### EXCERPT PROVIDED
******
We applied two coats of primer and two coats of paint. Packaging said that protection against osmosis is guaranteed starting from 3 layers (recommended 3-5 layers of primer). But our trusted friend said that that is only needed when dealing with a non epoxy surface, eg. polyester or wood. Well, we trusted him and applied two coats (We simply ran out of paint after that. He said that we could have done with one coat of primer. True, we have at least 3-5 coats of epoxy underneath the paint). We went by the book with the topcoat, 1-2 coats for optimal coverage (2 on ours).
Inside the cabin
To be painted…
What more can you buy?
Of course depends on how much money you have. You can buy anti-slip paints for the deck, apply anti-osmosis primers to the paint, add antifoul and the topcoat.
A thing we really did concider is the anti-slip paint. We haven’t been to water yet. Lets see if we slip or not.
So – that concludes the discussion on choosing paints. As is always good, ask around your local boat community and go by what they trust and have good experience with. In our case, luckily, it turned out to be the cheapest of the “best” paints, polyurethane. John Welsford has said that the NZ fishermen he knows paint their wooden boats with simple oil-enamel paints and then apply antifoul to them. Cheaper yet.
******
### STUDY MATERIAL
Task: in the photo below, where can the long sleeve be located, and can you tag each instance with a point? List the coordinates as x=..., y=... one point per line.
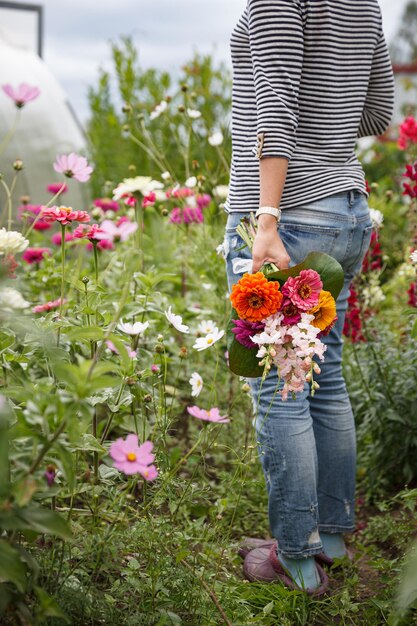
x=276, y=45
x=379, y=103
******
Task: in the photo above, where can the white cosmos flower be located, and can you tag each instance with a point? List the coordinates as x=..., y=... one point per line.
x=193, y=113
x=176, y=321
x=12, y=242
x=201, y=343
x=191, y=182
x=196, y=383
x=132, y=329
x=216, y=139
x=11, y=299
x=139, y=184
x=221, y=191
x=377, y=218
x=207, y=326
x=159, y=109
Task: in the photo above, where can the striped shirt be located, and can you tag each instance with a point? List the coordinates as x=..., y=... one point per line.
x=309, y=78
******
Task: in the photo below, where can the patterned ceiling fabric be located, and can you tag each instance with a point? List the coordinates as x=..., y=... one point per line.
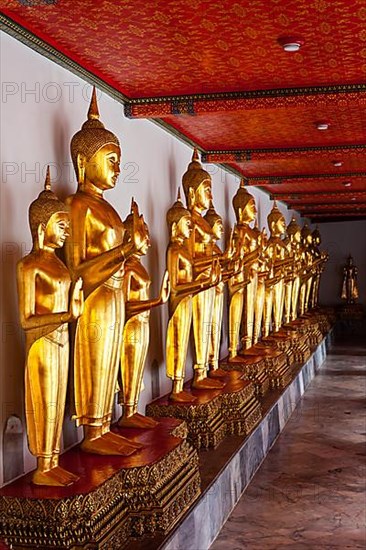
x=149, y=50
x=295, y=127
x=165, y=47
******
### TASK 1
List the things the boat-painting text says you can buy, depending on how much money you have.
### TASK 2
Write out the passage of the boat-painting text between "A thing we really" and "them. Cheaper yet.", inclusive.
### TASK 3
Pick up the boat-painting text after its last sentence and keep writing it.

### EXERCISE OUTPUT 1
- anti-slip paints for the deck
- anti-osmosis primers
- antifoul
- topcoat

### EXERCISE OUTPUT 2
A thing we really did concider is the anti-slip paint. We haven’t been to water yet. Lets see if we slip or not.
So – that concludes the discussion on choosing paints. As is always good, ask around your local boat community and go by what they trust and have good experience with. In our case, luckily, it turned out to be the cheapest of the “best” paints, polyurethane. John Welsford has said that the NZ fishermen he knows paint their wooden boats with simple oil-enamel paints and then apply antifoul to them. Cheaper yet.

### EXERCISE OUTPUT 3
Applying the paint
Our West System epoxy gives off only the slightest fume, which does not seem all too toxic. I mean, it does not feel like sniffing gasoline (we’ve all done that in one point of our lives, right), but rather like you open the fridge and it gives off the slightest scents of the various foods it has in it. Curiously enough, two component paint smells like nothing else. It is VERY intense. I suspect it has to do with the kind of “solvent” used in the paint. The paint needs to be touch dry fast (or something in the lines of that, eg. to dry faster) and thus it has some fast evaporating components in it.
So we got ourselves actual chemical filters for our breathing masks. The filters cost about 15 EUR per pair. Our old filters were good for dust only. We did the painting indoors, this added to the need of the masks.
We applied the first coat of paint with masks on and did not really feel like much. But then a guy from two floors above came telling that close the darn door, the whole house stinks, then we got a whiff of the paint and understood the great recreational potential in it. I mean, painting without the filters would have ended in a trip back to the fetus, and that is not in hallucinations, but by the number of braincells.
Other than that – applying paint with a good expensive (drops less hair) roll and brush gets
the best results. First apply a coat with the roll and then smooth it out with a brush. Rolls, unless mastered at Yoda level, leave stripes at stroke starts, stroke ends and stroke sides. A brush smooths these out and helps the paint to flow more evenly. Applying only with brush (unless at Yoda level) will waste you many times more paint and leave a more uneven coverage.
And I mean, really, expensive rolls and brushes will save your nerves. Cheap ones will not cover so good, but what is worse – will most likely leave hairs or pieces of “roll” into your paint job. And that is plain annoying.
For mixing smaller portions (not whole cans of two part paint), we recommend, by experience, large syringes. 50 ml syringes cost 0,50 EUR around here, sold at the local pharmaceutic. It is especially good if your syringe has a cover cap on it. Cut a hole on top. This means that you’ll have two nozzles for both components. First take whichever component with clean syringe end, then take the second with the cap on it.